■ What to do
Return each line of the records holding the string "shorts".

======

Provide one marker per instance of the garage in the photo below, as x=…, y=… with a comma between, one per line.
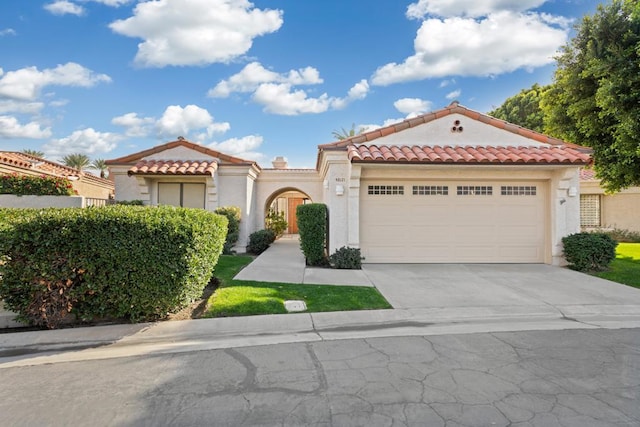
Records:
x=453, y=221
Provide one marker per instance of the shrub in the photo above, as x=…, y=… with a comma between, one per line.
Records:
x=260, y=241
x=136, y=263
x=347, y=258
x=24, y=185
x=233, y=229
x=275, y=222
x=312, y=226
x=589, y=251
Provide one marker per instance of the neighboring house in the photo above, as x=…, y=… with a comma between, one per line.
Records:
x=453, y=185
x=84, y=183
x=620, y=210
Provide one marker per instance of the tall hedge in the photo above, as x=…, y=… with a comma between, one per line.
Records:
x=129, y=262
x=233, y=229
x=312, y=226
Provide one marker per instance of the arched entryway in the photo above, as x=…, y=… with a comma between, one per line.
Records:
x=285, y=202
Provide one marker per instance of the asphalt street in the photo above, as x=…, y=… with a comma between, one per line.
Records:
x=577, y=377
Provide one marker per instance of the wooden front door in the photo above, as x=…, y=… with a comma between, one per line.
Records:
x=292, y=227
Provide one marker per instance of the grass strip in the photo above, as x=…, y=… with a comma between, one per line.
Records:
x=625, y=268
x=246, y=298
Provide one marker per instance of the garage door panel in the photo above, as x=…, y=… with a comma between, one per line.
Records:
x=454, y=227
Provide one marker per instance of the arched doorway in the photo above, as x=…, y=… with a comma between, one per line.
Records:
x=284, y=202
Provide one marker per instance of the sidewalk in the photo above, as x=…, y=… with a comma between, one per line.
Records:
x=284, y=262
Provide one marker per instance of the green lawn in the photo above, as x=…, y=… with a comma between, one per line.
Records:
x=245, y=298
x=626, y=267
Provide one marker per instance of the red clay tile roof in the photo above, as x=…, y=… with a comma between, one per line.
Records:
x=483, y=155
x=40, y=165
x=173, y=167
x=180, y=143
x=588, y=174
x=453, y=108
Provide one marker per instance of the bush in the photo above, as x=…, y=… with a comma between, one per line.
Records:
x=347, y=258
x=275, y=222
x=260, y=241
x=589, y=251
x=136, y=263
x=233, y=231
x=24, y=185
x=312, y=226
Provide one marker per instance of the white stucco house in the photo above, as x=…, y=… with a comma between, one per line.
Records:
x=453, y=185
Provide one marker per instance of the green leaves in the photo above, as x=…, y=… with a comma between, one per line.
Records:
x=129, y=262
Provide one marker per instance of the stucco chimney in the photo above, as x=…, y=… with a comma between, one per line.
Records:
x=279, y=163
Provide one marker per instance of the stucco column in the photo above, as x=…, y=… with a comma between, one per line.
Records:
x=353, y=206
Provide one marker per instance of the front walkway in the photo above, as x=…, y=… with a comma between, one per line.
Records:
x=284, y=262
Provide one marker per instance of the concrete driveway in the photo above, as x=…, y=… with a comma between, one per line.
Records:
x=498, y=285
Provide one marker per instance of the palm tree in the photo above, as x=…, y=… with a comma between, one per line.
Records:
x=77, y=161
x=34, y=153
x=100, y=165
x=344, y=133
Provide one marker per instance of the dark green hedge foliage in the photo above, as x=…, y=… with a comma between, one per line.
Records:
x=260, y=241
x=589, y=251
x=23, y=185
x=347, y=258
x=233, y=229
x=312, y=226
x=130, y=262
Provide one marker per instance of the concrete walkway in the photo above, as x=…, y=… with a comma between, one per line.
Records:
x=284, y=262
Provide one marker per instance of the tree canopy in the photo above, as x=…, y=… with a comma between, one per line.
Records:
x=523, y=109
x=594, y=99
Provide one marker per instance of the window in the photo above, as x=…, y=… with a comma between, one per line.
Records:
x=386, y=189
x=187, y=195
x=430, y=190
x=590, y=210
x=474, y=190
x=518, y=190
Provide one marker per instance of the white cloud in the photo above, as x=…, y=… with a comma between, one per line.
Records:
x=177, y=121
x=26, y=83
x=86, y=141
x=134, y=126
x=19, y=107
x=64, y=7
x=244, y=147
x=468, y=8
x=195, y=32
x=10, y=127
x=501, y=43
x=412, y=105
x=453, y=95
x=254, y=74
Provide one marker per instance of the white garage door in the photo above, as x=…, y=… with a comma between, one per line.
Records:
x=448, y=222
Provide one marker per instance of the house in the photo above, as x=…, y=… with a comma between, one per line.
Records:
x=448, y=186
x=601, y=210
x=84, y=183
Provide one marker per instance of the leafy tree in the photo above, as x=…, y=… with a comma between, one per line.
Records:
x=100, y=165
x=595, y=97
x=34, y=153
x=344, y=133
x=76, y=161
x=523, y=109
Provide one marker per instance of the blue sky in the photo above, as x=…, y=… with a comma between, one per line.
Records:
x=258, y=79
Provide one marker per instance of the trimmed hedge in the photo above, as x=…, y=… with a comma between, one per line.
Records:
x=260, y=241
x=589, y=251
x=312, y=226
x=136, y=263
x=26, y=185
x=233, y=229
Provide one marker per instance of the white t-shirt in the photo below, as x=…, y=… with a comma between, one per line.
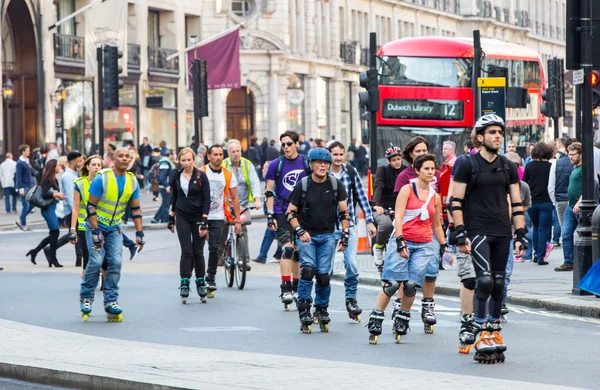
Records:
x=217, y=193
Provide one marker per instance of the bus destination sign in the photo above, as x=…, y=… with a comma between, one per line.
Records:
x=451, y=110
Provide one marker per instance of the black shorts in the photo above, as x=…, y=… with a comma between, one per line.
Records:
x=285, y=233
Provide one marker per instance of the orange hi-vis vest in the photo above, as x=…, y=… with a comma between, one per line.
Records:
x=226, y=209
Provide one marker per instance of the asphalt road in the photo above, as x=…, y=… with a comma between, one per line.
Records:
x=542, y=347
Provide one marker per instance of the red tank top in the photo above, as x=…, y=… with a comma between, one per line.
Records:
x=417, y=230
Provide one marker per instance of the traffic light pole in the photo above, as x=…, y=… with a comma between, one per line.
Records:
x=583, y=244
x=373, y=66
x=100, y=100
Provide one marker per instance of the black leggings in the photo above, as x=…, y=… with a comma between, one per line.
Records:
x=489, y=255
x=192, y=247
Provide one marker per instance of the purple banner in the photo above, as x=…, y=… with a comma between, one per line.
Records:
x=222, y=58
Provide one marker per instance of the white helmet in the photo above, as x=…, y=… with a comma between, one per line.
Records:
x=488, y=120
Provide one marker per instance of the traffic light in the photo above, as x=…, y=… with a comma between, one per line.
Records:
x=112, y=84
x=369, y=98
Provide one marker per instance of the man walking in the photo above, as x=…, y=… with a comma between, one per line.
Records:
x=8, y=170
x=109, y=194
x=248, y=188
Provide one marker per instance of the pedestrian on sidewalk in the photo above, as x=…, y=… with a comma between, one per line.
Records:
x=109, y=193
x=315, y=204
x=417, y=219
x=23, y=182
x=81, y=194
x=537, y=174
x=8, y=171
x=50, y=190
x=350, y=178
x=190, y=205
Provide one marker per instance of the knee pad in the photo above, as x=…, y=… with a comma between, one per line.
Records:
x=498, y=289
x=410, y=289
x=484, y=286
x=322, y=280
x=469, y=283
x=288, y=252
x=307, y=273
x=390, y=288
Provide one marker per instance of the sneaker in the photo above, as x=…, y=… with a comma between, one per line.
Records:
x=564, y=267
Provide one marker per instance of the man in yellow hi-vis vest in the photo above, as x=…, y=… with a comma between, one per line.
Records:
x=248, y=188
x=109, y=194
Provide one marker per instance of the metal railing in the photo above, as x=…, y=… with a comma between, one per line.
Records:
x=69, y=47
x=157, y=60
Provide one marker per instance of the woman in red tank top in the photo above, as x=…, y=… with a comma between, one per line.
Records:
x=418, y=213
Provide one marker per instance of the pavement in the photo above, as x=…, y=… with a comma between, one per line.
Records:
x=245, y=340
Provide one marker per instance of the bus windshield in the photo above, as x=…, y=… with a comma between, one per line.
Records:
x=425, y=71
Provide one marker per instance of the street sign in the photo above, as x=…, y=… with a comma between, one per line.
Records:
x=578, y=77
x=492, y=92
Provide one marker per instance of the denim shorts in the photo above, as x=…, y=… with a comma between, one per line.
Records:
x=414, y=268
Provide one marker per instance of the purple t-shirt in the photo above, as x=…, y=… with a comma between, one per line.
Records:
x=291, y=173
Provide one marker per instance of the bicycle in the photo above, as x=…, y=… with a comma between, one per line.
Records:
x=235, y=257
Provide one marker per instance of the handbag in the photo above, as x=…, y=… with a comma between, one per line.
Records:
x=34, y=197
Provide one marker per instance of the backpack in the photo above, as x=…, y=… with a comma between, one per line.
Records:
x=475, y=171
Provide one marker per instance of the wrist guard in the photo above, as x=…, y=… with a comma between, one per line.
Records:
x=458, y=236
x=299, y=231
x=401, y=244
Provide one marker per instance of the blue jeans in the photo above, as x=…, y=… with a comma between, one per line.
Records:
x=570, y=222
x=26, y=208
x=9, y=192
x=351, y=279
x=113, y=250
x=541, y=217
x=317, y=254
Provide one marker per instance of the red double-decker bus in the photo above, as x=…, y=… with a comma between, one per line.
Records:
x=425, y=87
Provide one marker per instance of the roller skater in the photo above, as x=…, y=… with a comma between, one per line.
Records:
x=109, y=194
x=350, y=178
x=375, y=325
x=353, y=309
x=190, y=204
x=480, y=186
x=427, y=314
x=410, y=247
x=312, y=215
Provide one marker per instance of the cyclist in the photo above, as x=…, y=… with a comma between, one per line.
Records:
x=416, y=147
x=418, y=208
x=481, y=184
x=248, y=188
x=223, y=186
x=348, y=175
x=190, y=203
x=312, y=214
x=282, y=176
x=384, y=199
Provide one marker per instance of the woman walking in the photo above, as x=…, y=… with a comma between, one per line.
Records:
x=80, y=198
x=536, y=174
x=418, y=217
x=50, y=190
x=189, y=212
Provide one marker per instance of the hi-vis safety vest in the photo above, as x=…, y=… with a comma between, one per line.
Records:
x=245, y=165
x=111, y=207
x=227, y=174
x=84, y=186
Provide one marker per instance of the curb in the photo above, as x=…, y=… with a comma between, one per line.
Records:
x=535, y=303
x=59, y=378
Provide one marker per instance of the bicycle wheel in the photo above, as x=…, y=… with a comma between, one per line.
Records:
x=228, y=264
x=240, y=263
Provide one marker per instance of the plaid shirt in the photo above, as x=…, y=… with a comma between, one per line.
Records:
x=362, y=197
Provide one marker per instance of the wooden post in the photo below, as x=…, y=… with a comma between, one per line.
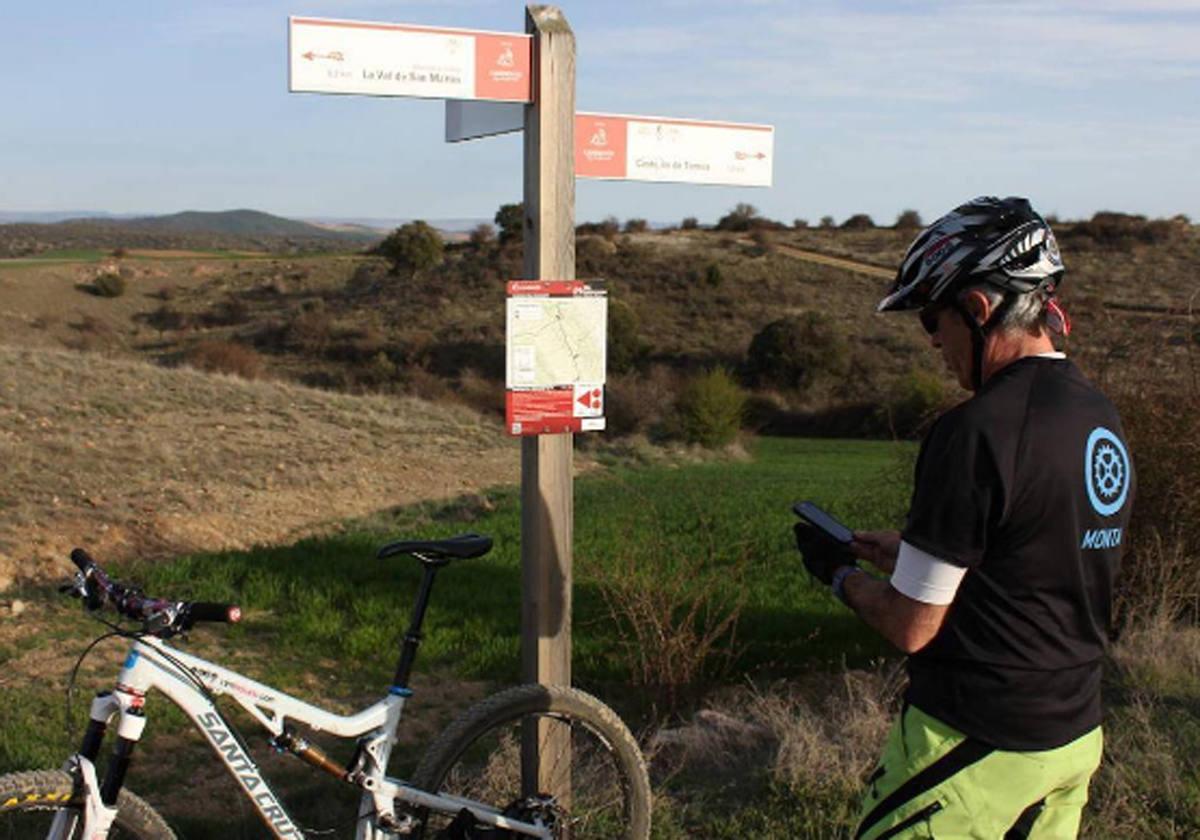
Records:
x=546, y=483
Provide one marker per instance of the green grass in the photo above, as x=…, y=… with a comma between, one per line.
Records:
x=333, y=598
x=327, y=609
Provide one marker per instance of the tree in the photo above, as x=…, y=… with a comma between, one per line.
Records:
x=796, y=351
x=412, y=249
x=510, y=220
x=742, y=217
x=481, y=234
x=859, y=221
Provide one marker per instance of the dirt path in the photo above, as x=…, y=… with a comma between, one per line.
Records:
x=129, y=457
x=837, y=262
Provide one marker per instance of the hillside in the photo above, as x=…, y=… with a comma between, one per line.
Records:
x=131, y=457
x=231, y=229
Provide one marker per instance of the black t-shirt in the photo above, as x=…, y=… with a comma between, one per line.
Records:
x=1030, y=486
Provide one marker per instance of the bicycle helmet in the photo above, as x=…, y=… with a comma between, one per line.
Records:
x=1001, y=241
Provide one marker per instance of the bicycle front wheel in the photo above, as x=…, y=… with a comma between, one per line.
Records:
x=592, y=784
x=30, y=801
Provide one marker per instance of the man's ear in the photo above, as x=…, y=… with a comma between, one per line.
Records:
x=978, y=305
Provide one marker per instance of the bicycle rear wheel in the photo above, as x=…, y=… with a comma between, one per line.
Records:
x=587, y=748
x=29, y=802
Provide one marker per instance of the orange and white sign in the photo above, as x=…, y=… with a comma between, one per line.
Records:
x=664, y=149
x=384, y=59
x=555, y=347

======

■ Final answer
Provide one marker per instance of the black shorts in the photo above, as x=…, y=… with a comma between, one per line.
Provide one marker per instance of the denim shorts in the photo above, as x=…, y=… with a comma between, one per line.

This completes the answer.